**SOURCE EXTRACT**:
========

The Notice to Appear must describe with reasonable
particularity the property, debt, or other obligation that
may be available to satisfy the judgment . . . .
§ 56.29(2), Fla. Stat. (2018) (emphasis added). This court has stated that
section 56.29(2) “is well-suited to fraudulent transfer cases . . . .” Longo,
236 So. 3d at 1120. However, in context, the Longo court was merely
noting that the description requirement of section 56.29(2) made more
sense in fraudulent transfer cases than in alter ego cases. Id. at 1120–21.
Section 56.29(3)(b) allows a court to void a judgment debtor’s
fraudulent transfer of personal property and direct the sheriff to take the
property to satisfy the execution:
(3)(b) When any gift, transfer, assignment or other conveyance
of personal property has been made or contrived by the
judgment debtor to delay, hinder, or defraud creditors, the
court shall order the gift, transfer, assignment or other
conveyance to be void and direct the sheriff to take the
property to satisfy the execution. This does not authorize
seizure of property exempted from levy and sale under
execution or property which has passed to a bona fide
6
purchaser for value and without notice. Any person aggrieved
by the levy or Notice to Appear may proceed under ss. 56.16-
56.20.

========

**INFORMATION SHOWN**:
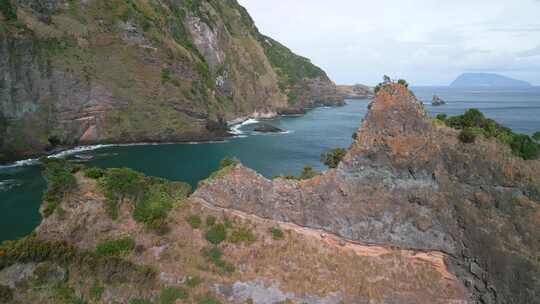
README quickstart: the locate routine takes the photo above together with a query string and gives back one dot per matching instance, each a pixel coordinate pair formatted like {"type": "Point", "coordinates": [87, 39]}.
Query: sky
{"type": "Point", "coordinates": [427, 42]}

========

**CHALLENGE**:
Answer these questions about the excerpt on Florida's section 56.29:
1. What must the Notice to Appear describe with reasonable particularity?
2. According to the excerpt, in which kind of case did the Longo court say the description requirement of section 56.29(2) made more sense than in alter ego cases?
3. Under section 56.29(3)(b), whom does the court direct to take the property to satisfy the execution?
Answer from the text alone.

**EXERCISE SOLUTION**:
1. The property, debt, or other obligation that may be available to satisfy the judgment.
2. Fraudulent transfer cases.
3. The sheriff.